▶ [What needs to be done]:
Transcribe the data that follows precisely, omitting nothing.

▶ [Given data]:
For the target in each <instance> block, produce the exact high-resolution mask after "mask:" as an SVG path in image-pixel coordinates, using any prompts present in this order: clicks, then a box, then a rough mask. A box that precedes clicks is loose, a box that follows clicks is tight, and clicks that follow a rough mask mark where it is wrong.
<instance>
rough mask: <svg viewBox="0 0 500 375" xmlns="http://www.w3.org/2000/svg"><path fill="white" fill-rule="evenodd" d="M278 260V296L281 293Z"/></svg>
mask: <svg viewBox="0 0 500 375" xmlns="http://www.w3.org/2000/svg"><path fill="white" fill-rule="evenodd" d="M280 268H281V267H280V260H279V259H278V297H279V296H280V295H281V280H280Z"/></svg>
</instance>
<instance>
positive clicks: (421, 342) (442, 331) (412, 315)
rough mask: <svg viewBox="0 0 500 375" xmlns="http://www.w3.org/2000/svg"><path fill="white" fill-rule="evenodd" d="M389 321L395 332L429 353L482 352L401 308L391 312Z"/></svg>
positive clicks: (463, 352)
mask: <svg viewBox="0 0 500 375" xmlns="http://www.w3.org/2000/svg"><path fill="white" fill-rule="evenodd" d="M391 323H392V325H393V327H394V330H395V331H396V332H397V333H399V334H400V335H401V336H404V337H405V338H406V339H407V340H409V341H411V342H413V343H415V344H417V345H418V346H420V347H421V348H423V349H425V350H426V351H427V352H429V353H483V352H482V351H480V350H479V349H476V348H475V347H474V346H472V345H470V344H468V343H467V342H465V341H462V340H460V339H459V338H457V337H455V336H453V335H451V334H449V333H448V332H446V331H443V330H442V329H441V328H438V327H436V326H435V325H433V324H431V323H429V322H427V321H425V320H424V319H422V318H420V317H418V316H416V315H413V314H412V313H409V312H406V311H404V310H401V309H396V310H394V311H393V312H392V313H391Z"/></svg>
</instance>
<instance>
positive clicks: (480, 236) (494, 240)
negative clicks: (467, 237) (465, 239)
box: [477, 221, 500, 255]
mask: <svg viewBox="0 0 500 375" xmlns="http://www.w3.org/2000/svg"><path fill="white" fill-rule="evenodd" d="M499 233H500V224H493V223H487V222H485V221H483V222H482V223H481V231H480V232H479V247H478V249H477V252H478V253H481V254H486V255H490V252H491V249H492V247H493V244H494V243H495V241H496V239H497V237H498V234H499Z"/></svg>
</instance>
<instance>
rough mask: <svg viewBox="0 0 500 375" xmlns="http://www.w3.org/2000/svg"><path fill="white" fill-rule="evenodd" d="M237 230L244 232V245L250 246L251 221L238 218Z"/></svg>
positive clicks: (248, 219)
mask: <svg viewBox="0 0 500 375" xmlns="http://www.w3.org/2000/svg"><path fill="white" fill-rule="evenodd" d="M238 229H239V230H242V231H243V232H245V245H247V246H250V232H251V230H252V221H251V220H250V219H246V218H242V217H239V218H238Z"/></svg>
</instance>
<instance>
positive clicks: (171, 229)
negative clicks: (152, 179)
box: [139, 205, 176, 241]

▶ [Result]:
For the target in each <instance> block, produce the exact high-resolution mask after "mask:" as an SVG path in image-pixel coordinates, using any prompts present in this order: clicks, then a box, then a rough mask. A box that precedes clicks is loose, a box that follows clicks is tight, and clicks that follow a rough mask mark where it is wrong.
<instance>
rough mask: <svg viewBox="0 0 500 375" xmlns="http://www.w3.org/2000/svg"><path fill="white" fill-rule="evenodd" d="M278 260V296L281 293Z"/></svg>
mask: <svg viewBox="0 0 500 375" xmlns="http://www.w3.org/2000/svg"><path fill="white" fill-rule="evenodd" d="M280 268H281V267H280V260H279V259H278V297H279V296H280V295H281V280H280Z"/></svg>
</instance>
<instance>
positive clicks: (421, 342) (442, 331) (412, 315)
rough mask: <svg viewBox="0 0 500 375" xmlns="http://www.w3.org/2000/svg"><path fill="white" fill-rule="evenodd" d="M389 321L395 332L429 353L482 352L401 308L391 312Z"/></svg>
positive clicks: (463, 352)
mask: <svg viewBox="0 0 500 375" xmlns="http://www.w3.org/2000/svg"><path fill="white" fill-rule="evenodd" d="M391 323H392V325H393V327H394V330H395V331H396V332H397V333H399V334H400V335H401V336H404V337H405V338H406V339H407V340H409V341H411V342H413V343H415V344H417V345H418V346H420V347H421V348H423V349H425V350H426V351H427V352H429V353H483V352H482V351H480V350H479V349H476V348H475V347H474V346H472V345H470V344H468V343H467V342H465V341H462V340H460V339H459V338H457V337H455V336H453V335H451V334H449V333H448V332H446V331H443V330H442V329H441V328H438V327H436V326H435V325H433V324H431V323H429V322H427V321H425V320H424V319H422V318H420V317H418V316H416V315H413V314H412V313H409V312H406V311H404V310H401V309H396V310H394V311H393V312H392V313H391Z"/></svg>
</instance>
<instance>
positive clicks: (480, 236) (494, 240)
negative clicks: (467, 237) (465, 239)
box: [477, 221, 500, 255]
mask: <svg viewBox="0 0 500 375" xmlns="http://www.w3.org/2000/svg"><path fill="white" fill-rule="evenodd" d="M499 233H500V224H493V223H487V222H485V221H483V222H482V223H481V231H480V232H479V247H478V249H477V252H478V253H481V254H486V255H490V252H491V249H492V247H493V244H494V243H495V241H496V239H497V237H498V234H499Z"/></svg>
</instance>
<instance>
rough mask: <svg viewBox="0 0 500 375" xmlns="http://www.w3.org/2000/svg"><path fill="white" fill-rule="evenodd" d="M237 230L244 232V245L250 246L251 221L238 218Z"/></svg>
positive clicks: (248, 219)
mask: <svg viewBox="0 0 500 375" xmlns="http://www.w3.org/2000/svg"><path fill="white" fill-rule="evenodd" d="M238 229H239V230H242V231H243V232H245V245H247V246H250V232H251V230H252V221H251V220H250V219H246V218H242V217H239V218H238Z"/></svg>
</instance>
<instance>
positive clicks: (171, 229)
negative clicks: (152, 179)
box: [139, 205, 176, 241]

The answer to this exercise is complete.